GOAL ▸
Retype all the rows below without changing a thing, but leave the pictures out.

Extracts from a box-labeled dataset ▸

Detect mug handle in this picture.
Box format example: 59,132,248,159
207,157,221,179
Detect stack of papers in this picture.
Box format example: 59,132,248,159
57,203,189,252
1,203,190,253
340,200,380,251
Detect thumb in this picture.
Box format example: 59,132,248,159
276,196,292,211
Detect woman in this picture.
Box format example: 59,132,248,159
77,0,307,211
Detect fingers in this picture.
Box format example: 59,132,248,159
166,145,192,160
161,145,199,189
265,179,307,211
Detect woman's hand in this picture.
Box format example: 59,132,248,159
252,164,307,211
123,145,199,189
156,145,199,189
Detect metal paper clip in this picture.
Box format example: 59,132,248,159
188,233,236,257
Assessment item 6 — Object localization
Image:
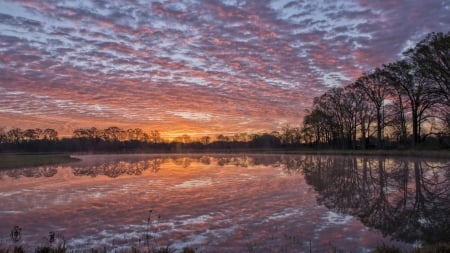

CORRECT ANSWER ▸
Detect mug handle in this picture.
Box format example: 59,132,248,159
207,157,221,179
Detect stack of papers in this picture.
Box format example: 59,132,248,159
57,203,189,252
1,203,190,253
340,200,380,251
Detect thumb in this picture.
Box format example: 59,132,248,159
276,196,292,211
Detect woman in this picture.
Box format example: 59,132,248,159
77,0,307,211
Detect fingers in this picture.
Box format example: 59,132,248,159
166,145,192,160
161,145,199,189
265,179,307,211
Detect woman's hand in this picture.
Box format example: 59,132,248,159
252,164,307,211
123,145,199,189
156,145,199,189
Detect metal paper clip in this picture.
Box format example: 59,132,248,159
188,233,236,257
Assessment item 6 — Object localization
Image:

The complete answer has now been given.